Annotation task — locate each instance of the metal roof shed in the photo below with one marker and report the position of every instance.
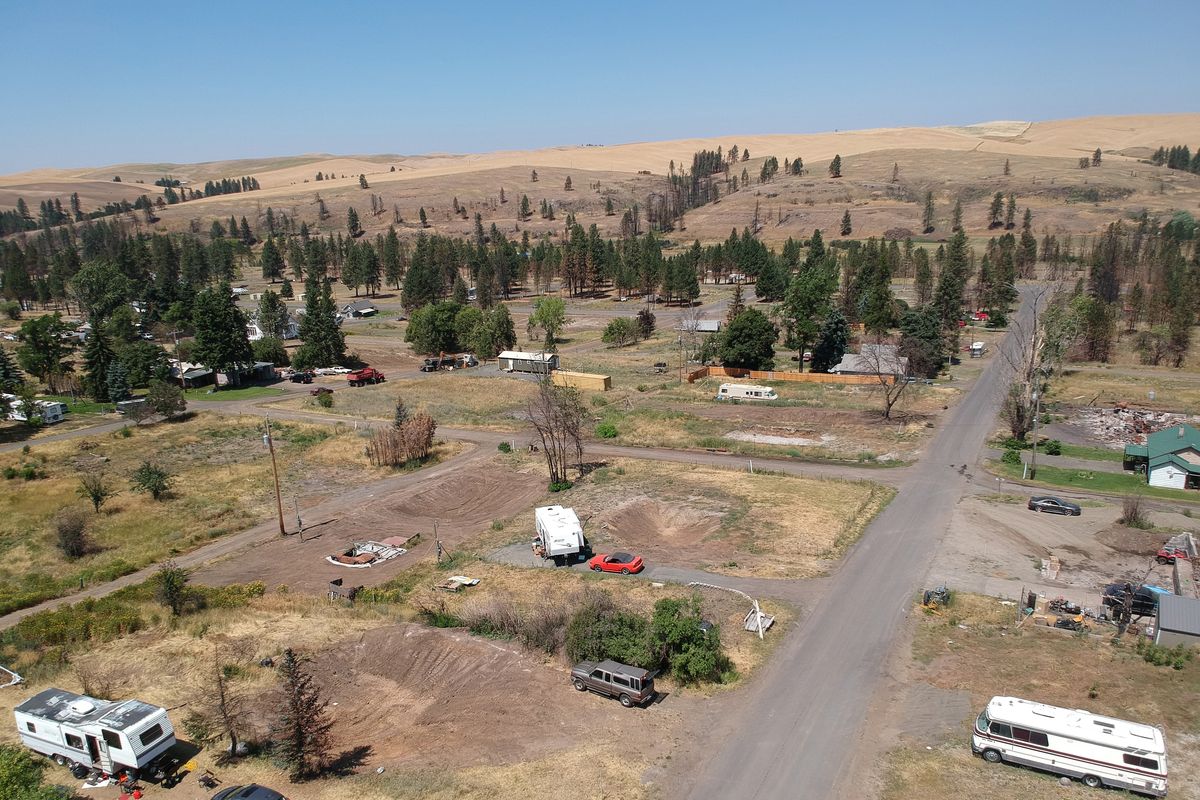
(1179, 621)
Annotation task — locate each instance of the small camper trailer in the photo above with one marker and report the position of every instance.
(107, 735)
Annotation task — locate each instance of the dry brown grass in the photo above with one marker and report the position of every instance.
(990, 657)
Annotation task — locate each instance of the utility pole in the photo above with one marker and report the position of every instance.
(275, 468)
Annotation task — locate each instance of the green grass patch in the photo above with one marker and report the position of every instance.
(245, 392)
(1092, 481)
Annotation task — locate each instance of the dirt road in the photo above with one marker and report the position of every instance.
(793, 732)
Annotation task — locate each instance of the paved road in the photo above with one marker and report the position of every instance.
(795, 731)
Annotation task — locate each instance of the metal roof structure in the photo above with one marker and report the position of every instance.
(1179, 614)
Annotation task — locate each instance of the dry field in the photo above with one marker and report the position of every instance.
(721, 521)
(973, 653)
(222, 485)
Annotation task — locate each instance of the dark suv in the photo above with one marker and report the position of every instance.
(631, 685)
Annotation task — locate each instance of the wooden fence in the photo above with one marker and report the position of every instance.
(793, 377)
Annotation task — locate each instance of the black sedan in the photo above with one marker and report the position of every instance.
(249, 792)
(1055, 505)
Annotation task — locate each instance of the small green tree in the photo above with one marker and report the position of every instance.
(151, 479)
(303, 732)
(94, 488)
(166, 398)
(171, 588)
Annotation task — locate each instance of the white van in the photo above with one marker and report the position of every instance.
(1099, 751)
(745, 392)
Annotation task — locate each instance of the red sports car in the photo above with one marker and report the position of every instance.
(623, 563)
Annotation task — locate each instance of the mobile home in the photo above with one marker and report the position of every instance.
(1097, 750)
(745, 392)
(112, 737)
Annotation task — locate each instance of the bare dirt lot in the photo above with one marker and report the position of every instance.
(996, 546)
(462, 504)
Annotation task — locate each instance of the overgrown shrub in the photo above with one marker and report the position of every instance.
(71, 533)
(606, 431)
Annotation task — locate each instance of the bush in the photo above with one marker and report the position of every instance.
(606, 431)
(71, 533)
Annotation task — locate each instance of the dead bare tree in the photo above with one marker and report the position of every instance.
(557, 415)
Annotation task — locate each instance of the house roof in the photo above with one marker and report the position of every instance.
(1179, 614)
(1179, 445)
(874, 360)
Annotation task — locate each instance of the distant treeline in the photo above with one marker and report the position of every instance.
(1177, 157)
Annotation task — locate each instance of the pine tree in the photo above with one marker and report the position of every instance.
(97, 360)
(273, 263)
(997, 209)
(221, 342)
(303, 732)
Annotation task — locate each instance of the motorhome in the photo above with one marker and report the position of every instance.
(1097, 750)
(83, 732)
(745, 392)
(559, 535)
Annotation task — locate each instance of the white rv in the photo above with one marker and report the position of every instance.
(559, 535)
(1099, 751)
(745, 392)
(112, 737)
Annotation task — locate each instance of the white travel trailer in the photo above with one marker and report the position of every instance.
(1099, 751)
(559, 534)
(745, 392)
(112, 737)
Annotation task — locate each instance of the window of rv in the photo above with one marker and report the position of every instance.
(150, 735)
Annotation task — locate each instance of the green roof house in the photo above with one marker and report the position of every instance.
(1170, 457)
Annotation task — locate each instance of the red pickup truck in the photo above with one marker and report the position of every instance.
(365, 376)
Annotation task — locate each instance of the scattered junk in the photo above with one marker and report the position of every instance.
(365, 554)
(1097, 750)
(935, 599)
(745, 392)
(12, 678)
(126, 739)
(337, 590)
(559, 535)
(456, 583)
(365, 376)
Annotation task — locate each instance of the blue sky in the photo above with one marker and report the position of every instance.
(93, 83)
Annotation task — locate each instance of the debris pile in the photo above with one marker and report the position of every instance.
(1127, 426)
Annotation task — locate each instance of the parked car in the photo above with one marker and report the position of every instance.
(247, 792)
(623, 563)
(1169, 554)
(630, 685)
(1145, 599)
(1055, 505)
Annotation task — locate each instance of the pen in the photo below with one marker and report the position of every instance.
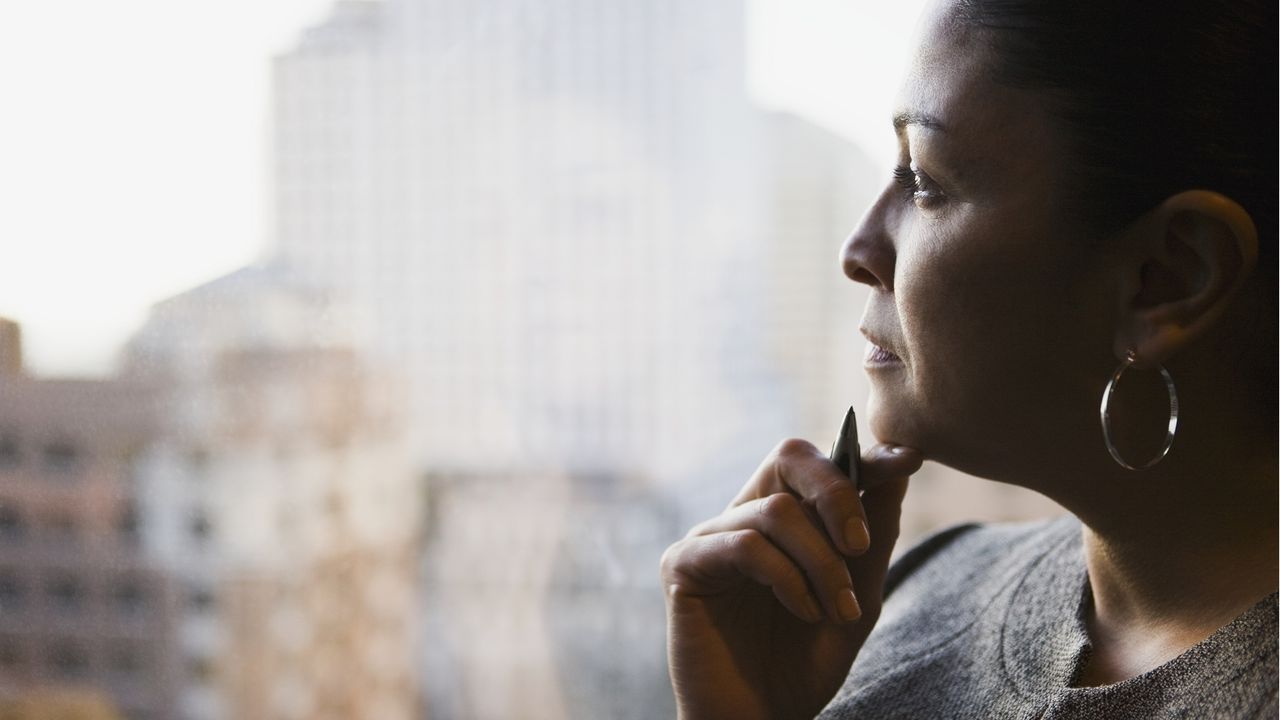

__________

The task >>
The line that contains "Annotation task — locate each instance of the blue" begins the range and the last line of the entries ends it; print that range exactly, without pictures.

Your solution >>
Annotation task — locate each instance of the blue sky in the photo above with one marker and report the position of every instance.
(93, 83)
Annotation task — locate each instance of the debris pile in the photo above with one marker and report the position of every instance.
(1127, 426)
Annotation task — locate each instance of the parked car in the photo above with one marker and report the position of every instance.
(247, 792)
(623, 563)
(1169, 554)
(630, 685)
(1145, 599)
(1055, 505)
Annotation task — locate each instance of the pen in the photo below with one marker and report the position of every instance.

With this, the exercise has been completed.